* _PROBLEM REQUIREMENTS_
Without changing a character, output all of the records.

* * *

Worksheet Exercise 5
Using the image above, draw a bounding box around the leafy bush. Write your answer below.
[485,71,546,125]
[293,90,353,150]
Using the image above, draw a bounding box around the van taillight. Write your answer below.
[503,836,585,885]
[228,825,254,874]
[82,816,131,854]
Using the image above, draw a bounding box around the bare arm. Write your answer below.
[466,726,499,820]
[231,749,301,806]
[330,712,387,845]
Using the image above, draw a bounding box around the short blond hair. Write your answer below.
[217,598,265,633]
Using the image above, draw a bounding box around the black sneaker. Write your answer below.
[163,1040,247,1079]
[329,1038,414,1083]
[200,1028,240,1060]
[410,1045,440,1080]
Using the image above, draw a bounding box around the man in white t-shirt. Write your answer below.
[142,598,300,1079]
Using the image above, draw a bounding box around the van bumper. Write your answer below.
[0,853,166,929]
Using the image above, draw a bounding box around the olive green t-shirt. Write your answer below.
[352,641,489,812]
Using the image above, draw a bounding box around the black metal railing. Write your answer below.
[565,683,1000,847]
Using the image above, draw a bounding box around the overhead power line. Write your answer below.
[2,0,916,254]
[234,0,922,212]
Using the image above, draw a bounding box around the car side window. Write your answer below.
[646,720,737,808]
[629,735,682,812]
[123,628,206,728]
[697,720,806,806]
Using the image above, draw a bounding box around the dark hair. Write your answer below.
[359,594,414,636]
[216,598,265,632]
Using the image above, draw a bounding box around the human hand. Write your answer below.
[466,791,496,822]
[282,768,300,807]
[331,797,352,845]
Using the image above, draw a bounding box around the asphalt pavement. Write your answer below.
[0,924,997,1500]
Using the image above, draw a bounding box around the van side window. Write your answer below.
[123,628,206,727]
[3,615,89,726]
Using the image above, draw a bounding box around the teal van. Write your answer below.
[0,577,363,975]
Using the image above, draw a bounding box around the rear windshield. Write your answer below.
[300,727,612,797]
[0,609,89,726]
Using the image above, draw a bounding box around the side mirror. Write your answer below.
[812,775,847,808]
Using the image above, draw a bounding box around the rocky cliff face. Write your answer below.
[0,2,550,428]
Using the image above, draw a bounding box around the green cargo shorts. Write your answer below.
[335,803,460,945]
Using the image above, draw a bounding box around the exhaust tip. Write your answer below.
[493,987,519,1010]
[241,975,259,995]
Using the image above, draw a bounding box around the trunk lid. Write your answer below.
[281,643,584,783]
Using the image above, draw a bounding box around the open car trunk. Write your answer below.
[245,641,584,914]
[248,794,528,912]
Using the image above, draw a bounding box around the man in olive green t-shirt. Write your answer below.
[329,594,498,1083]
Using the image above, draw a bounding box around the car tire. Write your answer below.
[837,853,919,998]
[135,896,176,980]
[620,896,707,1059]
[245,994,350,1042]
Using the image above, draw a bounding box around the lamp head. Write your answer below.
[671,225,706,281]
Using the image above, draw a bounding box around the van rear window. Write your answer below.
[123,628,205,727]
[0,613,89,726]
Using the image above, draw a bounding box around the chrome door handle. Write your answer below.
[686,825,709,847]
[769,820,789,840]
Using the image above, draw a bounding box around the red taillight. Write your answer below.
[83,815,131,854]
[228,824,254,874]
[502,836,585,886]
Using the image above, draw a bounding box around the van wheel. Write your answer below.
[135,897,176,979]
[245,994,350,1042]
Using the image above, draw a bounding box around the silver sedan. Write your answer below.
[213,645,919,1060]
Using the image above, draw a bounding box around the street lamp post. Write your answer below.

* * *

* _SOLUTION_
Worksheet Exercise 5
Using the image above, draw a bounding box around the leafy bush. Write your answer below.
[485,71,546,125]
[293,90,353,150]
Using the image above, draw a bounding box around the van taillight. Write your answer below.
[503,836,585,885]
[228,825,254,874]
[82,816,131,854]
Using the image above, draw a bounding box around the bare arm. Write your answer below.
[466,726,499,820]
[231,749,301,806]
[330,712,387,845]
Using the image above, draw a bounding box around the short blond hair. Write your answer below.
[217,598,265,633]
Using the image above, draw a bounding box around the black sneaker. Write your answer below.
[163,1040,247,1079]
[329,1038,414,1083]
[200,1028,240,1060]
[410,1045,440,1080]
Using the image above, draw a bounding box around the man in white t-shirt. Write your answer below.
[142,598,300,1079]
Using the image above, draw a bounding box around the van bumper. Write your answer below.
[0,853,166,929]
Using the image above, draw a bounding box around the olive green t-shirt. Write your answer below.
[352,641,489,812]
Using the image above, draw a bounding box around the black metal railing. Write your answer below.
[565,683,1000,847]
Using the image above, draw a bounding box around the overhead power line. Write your answer below.
[2,0,916,254]
[234,0,922,212]
Using the image above, draw a bounding box around the car side window. Write your answer below.
[646,720,737,808]
[629,735,682,812]
[123,628,206,728]
[697,720,806,806]
Using the image above, draw a bounding box around the dark hair. Write your answer below.
[359,594,414,636]
[216,598,265,632]
Using the image above, draw a bounding box around the human hand. Write your answer below.
[466,791,496,822]
[282,768,300,807]
[331,797,352,845]
Using the image above, draw a bounding box around the asphalt pavement. Write your answer below.
[0,924,997,1500]
Using the image above, draw a bounding box around the van side window. Write your answer below.
[123,628,206,727]
[3,615,89,726]
Using the image above, draw a bounding box around the teal van. Write your answer below.
[0,577,363,975]
Using the image above, draw a bounding box around the rear windshield. Write your answer below.
[300,727,612,797]
[0,609,89,726]
Using the image above, draw a bounding box around the side mirror. Write your answer below.
[812,775,847,808]
Using the image above, draw a bounding box around the rocky cliff face. Write your answer below.
[0,2,550,428]
Using the image above, draw a bounding box around the green cargo shorts. Write your answer below.
[335,803,460,945]
Using the image above, draw a bounding box around the exhaust tip. Write your answer below.
[493,987,519,1010]
[241,975,259,995]
Using the image above, draw a bounding box around the trunk lid. Write your answer below.
[281,643,584,783]
Using the image above, draw a bounding box around the open car trunk. Write your answer below.
[245,641,584,914]
[248,794,528,912]
Using the image above, draw a bounding box around the man in olive green t-shirt. Write your answer below.
[329,594,498,1083]
Using the image above, draw a bounding box around the car tire. Write your answer below.
[837,853,919,998]
[135,896,176,980]
[620,896,707,1059]
[245,994,350,1042]
Using the image above, draw a bounding box around the lamp head. Write your answer below.
[671,225,706,281]
Using the image above, draw a bounding box around the van rear window. Write your answer below.
[123,628,205,727]
[0,613,89,726]
Using the image above, draw a bounding box around the chrome door handle. Write your answer below.
[686,825,709,847]
[769,820,789,840]
Using the image above, draw a bounding box around the red taillight. Write your answer below.
[83,815,131,854]
[228,824,254,874]
[502,836,585,886]
Using the image above, draw a bounding box around the van wheel. Write your answer below.
[135,897,176,979]
[245,994,350,1042]
Using the image above, draw a bounding box around the silver sedan. Write your answer below.
[213,645,919,1060]
Using the image above, draw a bounding box around the street lamp post. Write your answer below.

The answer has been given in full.